__Supplied records__:
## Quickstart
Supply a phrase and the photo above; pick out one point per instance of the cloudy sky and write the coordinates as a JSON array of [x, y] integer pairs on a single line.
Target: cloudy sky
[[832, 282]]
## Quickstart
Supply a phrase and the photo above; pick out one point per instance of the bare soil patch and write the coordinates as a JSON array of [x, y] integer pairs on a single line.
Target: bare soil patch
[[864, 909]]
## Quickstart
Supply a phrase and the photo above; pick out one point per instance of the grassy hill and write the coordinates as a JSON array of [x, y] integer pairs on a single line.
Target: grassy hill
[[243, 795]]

__Work request__: Scan the material above. Return every line containing the string "coordinates".

__Result__:
Supply a phrase and the photo above; pick out one point per instance of the cloudy sky and write the coordinates as a JSON array of [x, y] integer pairs on a single line.
Supply a phrase and the photo above; pick out one point per instance of the bare soil patch and write the coordinates as a JSON array of [x, y] integer pairs on a single line.
Supply a phrase and the photo above; pick out one point per instance of the grassy hill and write the coordinates as a JSON array of [x, y] integer pairs on a single line.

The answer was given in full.